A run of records
****************
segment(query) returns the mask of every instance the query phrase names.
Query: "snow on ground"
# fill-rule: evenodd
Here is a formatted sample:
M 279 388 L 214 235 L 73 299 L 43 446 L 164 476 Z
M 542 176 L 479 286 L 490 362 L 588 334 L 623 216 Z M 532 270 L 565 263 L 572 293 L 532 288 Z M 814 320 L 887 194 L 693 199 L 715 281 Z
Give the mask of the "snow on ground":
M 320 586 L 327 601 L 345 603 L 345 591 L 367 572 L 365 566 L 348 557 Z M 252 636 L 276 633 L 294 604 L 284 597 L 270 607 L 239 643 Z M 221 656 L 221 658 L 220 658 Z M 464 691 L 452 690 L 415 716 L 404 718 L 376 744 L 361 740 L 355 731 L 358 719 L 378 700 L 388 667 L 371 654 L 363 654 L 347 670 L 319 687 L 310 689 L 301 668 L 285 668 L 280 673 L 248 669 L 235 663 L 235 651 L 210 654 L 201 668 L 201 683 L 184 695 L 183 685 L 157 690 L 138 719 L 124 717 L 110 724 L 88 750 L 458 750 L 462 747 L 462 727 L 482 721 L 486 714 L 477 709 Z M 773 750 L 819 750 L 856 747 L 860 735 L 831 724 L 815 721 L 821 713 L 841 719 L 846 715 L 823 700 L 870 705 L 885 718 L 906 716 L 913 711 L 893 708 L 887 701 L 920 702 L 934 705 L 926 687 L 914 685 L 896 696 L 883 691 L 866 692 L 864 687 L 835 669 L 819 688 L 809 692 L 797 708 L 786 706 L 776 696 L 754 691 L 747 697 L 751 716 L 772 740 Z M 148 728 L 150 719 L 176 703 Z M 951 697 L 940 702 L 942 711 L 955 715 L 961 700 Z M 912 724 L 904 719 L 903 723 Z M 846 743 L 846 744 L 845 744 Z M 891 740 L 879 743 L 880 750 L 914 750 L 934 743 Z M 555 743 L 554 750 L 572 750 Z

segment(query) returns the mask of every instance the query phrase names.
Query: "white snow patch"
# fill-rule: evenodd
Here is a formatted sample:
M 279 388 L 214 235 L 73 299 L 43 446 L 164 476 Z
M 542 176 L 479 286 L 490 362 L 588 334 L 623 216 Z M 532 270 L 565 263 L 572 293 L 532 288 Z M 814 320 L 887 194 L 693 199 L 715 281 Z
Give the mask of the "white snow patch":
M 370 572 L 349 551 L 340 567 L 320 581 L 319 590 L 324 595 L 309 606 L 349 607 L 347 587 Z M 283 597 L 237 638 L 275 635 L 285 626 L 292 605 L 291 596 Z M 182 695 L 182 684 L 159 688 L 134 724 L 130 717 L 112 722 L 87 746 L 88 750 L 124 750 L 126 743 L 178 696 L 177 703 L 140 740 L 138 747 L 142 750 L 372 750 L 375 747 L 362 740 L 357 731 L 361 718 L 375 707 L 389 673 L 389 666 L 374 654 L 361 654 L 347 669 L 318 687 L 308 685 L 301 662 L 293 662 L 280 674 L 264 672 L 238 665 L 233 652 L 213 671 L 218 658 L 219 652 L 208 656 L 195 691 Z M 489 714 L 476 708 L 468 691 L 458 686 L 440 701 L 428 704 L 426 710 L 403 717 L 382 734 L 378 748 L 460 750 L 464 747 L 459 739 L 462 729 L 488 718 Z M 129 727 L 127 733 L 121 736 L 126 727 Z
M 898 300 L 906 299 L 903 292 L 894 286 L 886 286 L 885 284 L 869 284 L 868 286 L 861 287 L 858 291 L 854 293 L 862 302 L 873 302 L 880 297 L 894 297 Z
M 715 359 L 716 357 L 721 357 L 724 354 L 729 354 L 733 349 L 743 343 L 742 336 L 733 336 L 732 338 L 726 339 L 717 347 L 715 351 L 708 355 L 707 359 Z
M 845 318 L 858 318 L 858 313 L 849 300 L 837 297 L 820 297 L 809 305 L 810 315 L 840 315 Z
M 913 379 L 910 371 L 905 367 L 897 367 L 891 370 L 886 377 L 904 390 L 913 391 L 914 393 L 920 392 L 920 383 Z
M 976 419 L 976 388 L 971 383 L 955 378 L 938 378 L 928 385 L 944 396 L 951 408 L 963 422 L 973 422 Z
****************
> [What you are asked to do]
Change every "formatted sample" in the lines above to "worked example" and write out all the lines again, leaving everything else untouched.

> [Exercise response]
segment(query) returns the mask of every instance the query phrase names.
Query: "snow on ground"
# fill-rule: evenodd
Here is a worked example:
M 279 388 L 214 235 L 73 299 L 43 446 L 164 476 Z
M 542 176 L 479 286 L 490 362 L 588 334 L 623 216 Z M 532 270 L 565 263 L 572 293 L 532 288 Z M 814 320 L 887 194 L 693 199 L 715 281 Z
Give the mask of the "snow on ground":
M 320 586 L 327 601 L 345 603 L 345 591 L 367 572 L 365 566 L 348 557 Z M 252 636 L 276 633 L 294 604 L 284 597 L 270 607 L 239 643 Z M 221 656 L 221 658 L 220 658 Z M 464 691 L 452 690 L 415 716 L 404 718 L 376 744 L 361 740 L 355 731 L 358 719 L 378 700 L 388 667 L 371 654 L 363 654 L 347 670 L 319 687 L 310 689 L 301 668 L 285 668 L 280 673 L 248 669 L 235 663 L 235 651 L 210 654 L 201 668 L 201 683 L 184 695 L 183 685 L 157 690 L 138 719 L 124 717 L 110 724 L 88 750 L 458 750 L 462 747 L 462 727 L 482 721 L 486 714 L 477 709 Z M 773 750 L 819 750 L 856 747 L 860 735 L 831 724 L 815 721 L 821 713 L 841 719 L 846 715 L 823 700 L 870 705 L 885 718 L 906 716 L 913 711 L 893 708 L 887 701 L 920 702 L 934 705 L 926 687 L 914 685 L 896 696 L 883 691 L 866 692 L 864 687 L 835 669 L 819 688 L 809 692 L 797 708 L 786 706 L 776 696 L 754 691 L 747 697 L 751 716 L 772 740 Z M 148 728 L 150 719 L 176 703 Z M 951 697 L 940 702 L 942 711 L 955 715 L 961 700 Z M 912 724 L 904 719 L 903 723 Z M 846 743 L 846 744 L 845 744 Z M 891 740 L 879 743 L 880 750 L 914 750 L 934 743 Z M 555 743 L 554 750 L 572 750 Z

segment(query) returns the mask of every instance the query phrase names.
Query: "white snow patch"
# fill-rule: evenodd
Here is a worked example:
M 279 388 L 214 235 L 73 299 L 43 446 L 164 476 Z
M 542 176 L 479 286 L 490 362 L 588 334 L 623 216 Z M 532 270 L 565 263 L 572 293 L 532 288 Z M 814 320 L 887 194 L 693 199 L 715 281 Z
Give the mask of the "white snow patch":
M 370 572 L 349 551 L 340 567 L 320 581 L 319 590 L 324 595 L 309 606 L 349 607 L 347 587 Z M 283 597 L 237 638 L 275 635 L 285 626 L 292 605 L 291 596 Z M 182 695 L 182 684 L 159 688 L 134 724 L 130 717 L 112 722 L 87 746 L 88 750 L 124 750 L 126 743 L 178 696 L 177 703 L 140 740 L 138 747 L 142 750 L 372 750 L 375 747 L 362 740 L 357 731 L 361 718 L 375 707 L 389 673 L 389 666 L 374 654 L 361 654 L 347 669 L 318 687 L 308 685 L 301 662 L 293 662 L 280 674 L 264 672 L 238 665 L 233 652 L 213 671 L 218 658 L 219 652 L 208 656 L 195 691 Z M 489 714 L 476 708 L 468 691 L 458 686 L 440 701 L 428 704 L 426 710 L 403 717 L 382 734 L 378 748 L 460 750 L 464 747 L 459 739 L 462 729 L 488 718 Z M 129 727 L 127 733 L 121 736 L 126 727 Z
M 898 300 L 906 299 L 903 292 L 894 286 L 886 286 L 885 284 L 869 284 L 868 286 L 861 287 L 858 291 L 854 293 L 862 302 L 873 302 L 880 297 L 894 297 Z
M 715 359 L 716 357 L 721 357 L 724 354 L 729 354 L 733 349 L 743 343 L 742 336 L 733 336 L 732 338 L 726 339 L 717 347 L 715 351 L 708 355 L 707 359 Z
M 845 318 L 858 318 L 858 313 L 849 300 L 837 297 L 820 297 L 809 305 L 810 315 L 840 315 Z
M 913 379 L 910 371 L 905 367 L 897 367 L 891 370 L 886 377 L 904 390 L 913 391 L 914 393 L 920 392 L 920 383 Z
M 976 419 L 976 388 L 971 383 L 955 378 L 938 378 L 928 385 L 944 396 L 951 408 L 963 422 L 973 422 Z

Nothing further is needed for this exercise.